• Текст для чтения
«Обновленцам», в отличие от представителей Патриаршей Церкви, предоставляется возможность публично высказывать свои взгляды. При этом партийные вожди руководствуются предложением Л. Д. Троцкого в его записке для Политбюро (март 1922 года): «Нет более бешеного ругателя, как оппозиционный поп. Уже сейчас некоторые из них в наших газетах обличают епископов<…>Попутно расправимся вечекистскими способами с контрреволюционными попами»[125]. Интересно, что Троцкий в той же записке не скрывал последующих планов уничтожения временных союзников из числа «живоцерковного» духовенства, — но лишь после того, как их руками и при помощи их осведомительской деятельности будет уничтожена «тихоновская» церковная организация. В апреле шифротелеграммой за подписью Сталина на места отправляется специальная директива Центрального комитета партии партийному и советскому руководству: «Надо всемерно подталкивать лояльных попов на лозунг нового поместного собора для смещения контрреволюционного патриарха и его клики»; однако необходимо, чтобы внешне инициатива исходила «от демократических попов и верующих мирян»[126]. Вскоре группа вошедших в тайное соглашение с ВЧК священников обманным путем захватила канцелярию находившегося под домашним арестом Патриарха Тихона. В мае 1922 года было образовано всецело подконтрольное властям «обновленческое» «высшее церковное управление». Раскол в Церкви стал свершившимся фактом.
Власть всеми доступными средствами — чаще всего посредством арестов и ссылок несогласных — стремится побудить большинство епископов и священников признать власть «высшего церковного управления». Затем последовал санкционированный властями и созванный из тщательно отобранных кандидатов (в недрах ГПУ работала специальная комиссия по подготовке!) «собор» «обновленцев» в апреле — мае 1923 года, который, по заранее разработанному плану, «лишил сана и монашества» святого патриарха Тихона. Незадолго до того находившегося под домашним арестом патриарха переводят в камеру внутренней тюрьмы ГПУ на Лубянке, откуда на некоторое время вновь перевозят в Донской монастырь лишь с тем, чтобы делегация «обновленцев» сообщила ему о решении своего собора; полным ходом идет подготовка «показательного» судебного процесса над предстоятелем Русской Церкви. И только благодаря колоссальному международному давлению заинтересованная в дипломатическом признании и развитии торговых отношений советская власть принимает решение отложить суд «на неопределенный срок».
После освобождения патриарха в конце июня 1923 года становится очевидным, что надежды Троцкого остались во многом тщетными: несмотря на все усилия чекистов, православный народ в подавляющем большинстве остается верным своей Церкви и своему Первосвятителю; немногие «староцерковные» храмы переполнены молящимися, а в многочисленных «обновленческих» — гулкая пустота.

• Задание
Продолжите текст об обновленческом расколе в Русской церкви, начав сразу после его последнего предложения.

• Записанные данные
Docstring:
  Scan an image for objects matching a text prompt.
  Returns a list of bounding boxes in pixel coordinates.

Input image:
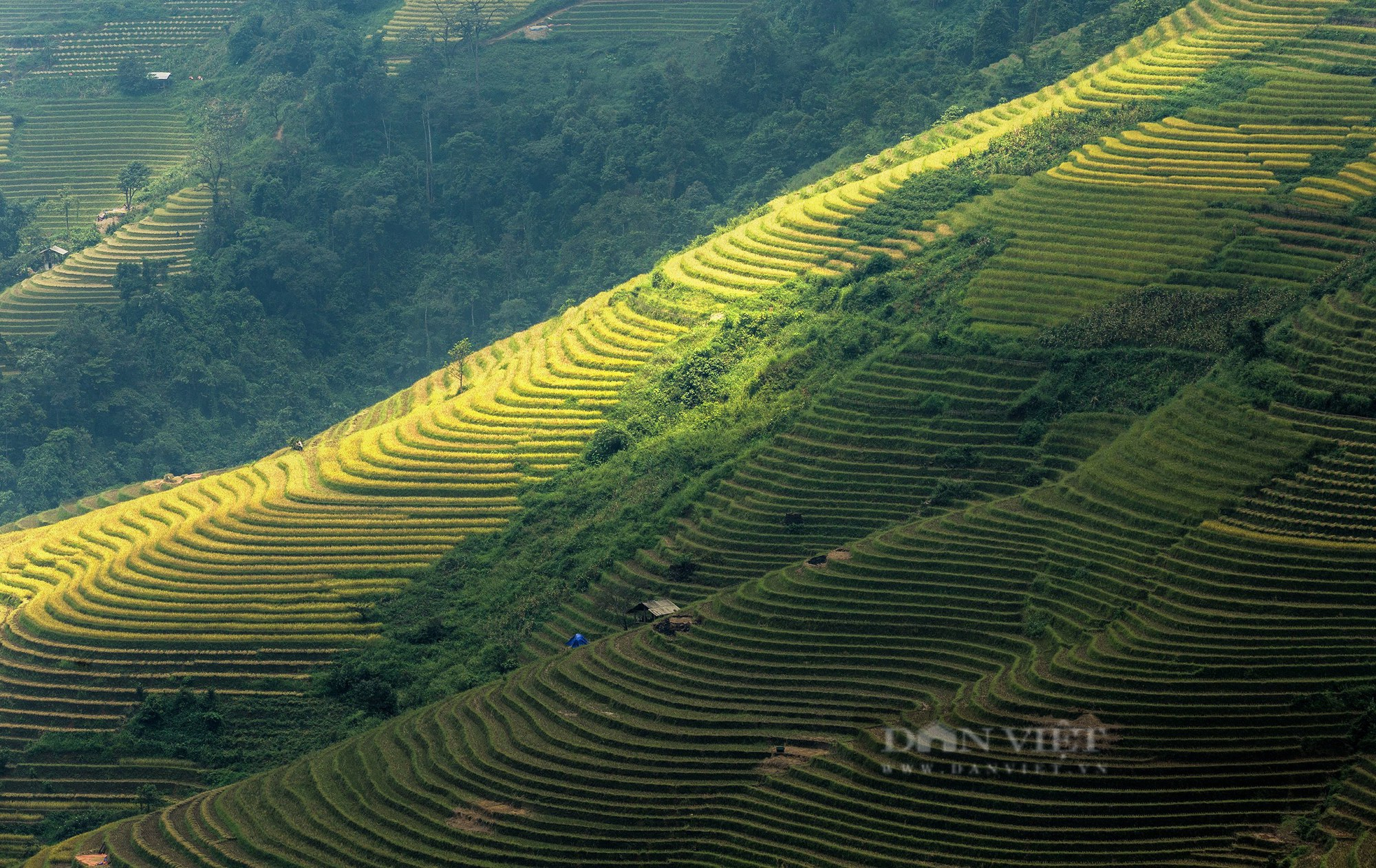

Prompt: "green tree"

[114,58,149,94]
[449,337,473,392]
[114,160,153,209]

• Ответ
Тем не менее противостояние «обновленчеству» и стоящей за его спиной машине государственного террора во многом определяет церковную жизнь в России на долгие годы. В этой борьбе принимает участие и Сергей Фудель вместе с друзьями и (большей частью старшими) современниками. Все они разглядели в соблазне красного «живоцерковничества», переносящего в Церковь идеи и методы революции, апокалиптическую «церковь — блудницу».
Арест. Парадоксы свободы
Тем, кто не пережил этот исторический момент — 1917,1918, 1919, 1920–й годы, трудно представить, из чего складывалась жизнь тогдашней церковной молодежи. Время скудости и богатства, темноты и духовного счастья — так определит его Фудель впоследствии. Он навсегда запомнил смутное, парадоксальное время в судьбе России начала 20–х годов, когда у самого края уже открывшейся бездны в Москве проповедовал отец Павел Флоренский, в университете читал философские курсы Бердяев и еще было живо в Абрамцеве «аксаковское гнездо».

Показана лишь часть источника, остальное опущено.